● TASK GOAL
Your task is to copy the stretch of lines in the records below that begins with the line containing "query | pointed spire finial" and ends with the line containing "query | baseboard", exactly as written, with nothing added.

● GIVEN RECORDS
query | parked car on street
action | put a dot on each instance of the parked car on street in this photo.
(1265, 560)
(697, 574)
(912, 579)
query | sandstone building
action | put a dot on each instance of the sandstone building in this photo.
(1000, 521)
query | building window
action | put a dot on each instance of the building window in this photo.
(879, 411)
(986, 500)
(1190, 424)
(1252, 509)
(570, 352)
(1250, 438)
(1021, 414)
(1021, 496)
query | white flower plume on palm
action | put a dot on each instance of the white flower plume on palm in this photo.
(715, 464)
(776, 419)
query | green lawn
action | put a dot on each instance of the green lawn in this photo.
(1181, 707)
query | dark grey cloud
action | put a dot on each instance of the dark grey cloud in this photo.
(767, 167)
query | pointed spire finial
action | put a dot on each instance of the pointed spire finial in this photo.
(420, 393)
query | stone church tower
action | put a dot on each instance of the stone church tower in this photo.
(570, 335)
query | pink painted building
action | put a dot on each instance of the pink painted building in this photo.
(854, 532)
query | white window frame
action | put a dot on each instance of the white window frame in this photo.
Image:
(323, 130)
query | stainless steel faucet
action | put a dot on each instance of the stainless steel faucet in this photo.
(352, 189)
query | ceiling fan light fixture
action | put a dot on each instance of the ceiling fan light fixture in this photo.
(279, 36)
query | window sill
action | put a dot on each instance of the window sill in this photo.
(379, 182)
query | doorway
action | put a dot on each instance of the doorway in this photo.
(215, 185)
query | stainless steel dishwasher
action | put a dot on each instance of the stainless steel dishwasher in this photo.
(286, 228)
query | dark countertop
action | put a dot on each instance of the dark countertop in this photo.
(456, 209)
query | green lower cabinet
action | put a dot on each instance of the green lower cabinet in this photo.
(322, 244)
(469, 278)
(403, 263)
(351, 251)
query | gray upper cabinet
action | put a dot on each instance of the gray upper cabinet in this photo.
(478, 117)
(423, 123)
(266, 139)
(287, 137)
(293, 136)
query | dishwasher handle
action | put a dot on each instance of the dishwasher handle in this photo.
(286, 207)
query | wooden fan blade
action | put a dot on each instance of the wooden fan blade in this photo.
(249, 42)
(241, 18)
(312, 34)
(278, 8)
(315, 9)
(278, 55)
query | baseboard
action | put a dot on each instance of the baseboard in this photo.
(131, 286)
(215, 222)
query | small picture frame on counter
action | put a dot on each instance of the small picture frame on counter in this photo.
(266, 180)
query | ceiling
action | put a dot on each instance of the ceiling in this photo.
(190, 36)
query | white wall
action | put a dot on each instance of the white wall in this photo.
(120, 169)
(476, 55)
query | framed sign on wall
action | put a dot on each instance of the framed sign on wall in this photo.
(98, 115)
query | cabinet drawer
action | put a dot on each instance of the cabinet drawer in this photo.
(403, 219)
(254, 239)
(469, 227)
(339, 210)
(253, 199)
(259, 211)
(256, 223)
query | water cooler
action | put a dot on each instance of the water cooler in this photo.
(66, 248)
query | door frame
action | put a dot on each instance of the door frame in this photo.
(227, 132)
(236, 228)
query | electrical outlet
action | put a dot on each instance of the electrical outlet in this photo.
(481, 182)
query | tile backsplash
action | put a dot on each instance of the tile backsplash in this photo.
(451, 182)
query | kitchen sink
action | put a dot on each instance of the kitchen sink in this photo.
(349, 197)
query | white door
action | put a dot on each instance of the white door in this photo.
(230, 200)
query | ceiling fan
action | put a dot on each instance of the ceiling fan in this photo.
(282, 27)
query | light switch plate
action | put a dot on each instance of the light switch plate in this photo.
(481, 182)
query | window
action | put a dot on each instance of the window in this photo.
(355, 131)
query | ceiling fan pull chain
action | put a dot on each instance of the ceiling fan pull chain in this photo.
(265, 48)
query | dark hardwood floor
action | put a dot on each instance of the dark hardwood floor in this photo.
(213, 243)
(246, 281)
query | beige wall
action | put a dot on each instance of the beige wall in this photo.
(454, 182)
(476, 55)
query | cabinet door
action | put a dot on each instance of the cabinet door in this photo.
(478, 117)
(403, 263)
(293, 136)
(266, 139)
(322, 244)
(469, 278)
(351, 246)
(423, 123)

● ANSWER SECTION
query | pointed spire finial
action | put a dot on each instance of the pointed spire finial in this photo.
(420, 393)
query | stone church tower
action | put a dot on each instance of the stone church tower in this photo.
(570, 335)
query | pink painted building
action | put a dot on each instance of the pink painted building in this photo.
(854, 532)
query | white window frame
action | put a dot on each instance of the white window frame in this photo.
Image:
(323, 130)
query | stainless steel faucet
action | put a dot on each instance of the stainless steel faucet in this photo.
(352, 189)
query | ceiling fan light fixture
action | put a dot on each instance of the ceiling fan light fixture in this photo.
(279, 36)
query | window sill
action | put a dot on each instance of the window sill in this photo.
(379, 182)
query | doorway
action | put a dot on each instance of the doorway in this photo.
(215, 185)
query | stainless steel dishwasher
action | put a dot on each instance of the stainless steel dishwasher in this photo.
(286, 228)
query | dark countertop
action | put a dot on each instance of the dark countertop in this photo.
(456, 209)
query | green lower cabinet
action | put a dot on each instance of the green lower cabinet in this photo.
(322, 244)
(469, 278)
(403, 263)
(351, 251)
query | gray upper cabinet
action | put a dot on each instance of the gray upper cabinet in this photo.
(478, 117)
(423, 123)
(266, 139)
(287, 137)
(293, 136)
query | dishwasher handle
action | put a dot on each instance of the dishwasher handle in this photo.
(286, 207)
query | wooden fan blade
action | put a dot on each instance of the wooden fan blade in this photo.
(249, 42)
(241, 18)
(312, 34)
(278, 8)
(315, 9)
(278, 55)
query | baseboard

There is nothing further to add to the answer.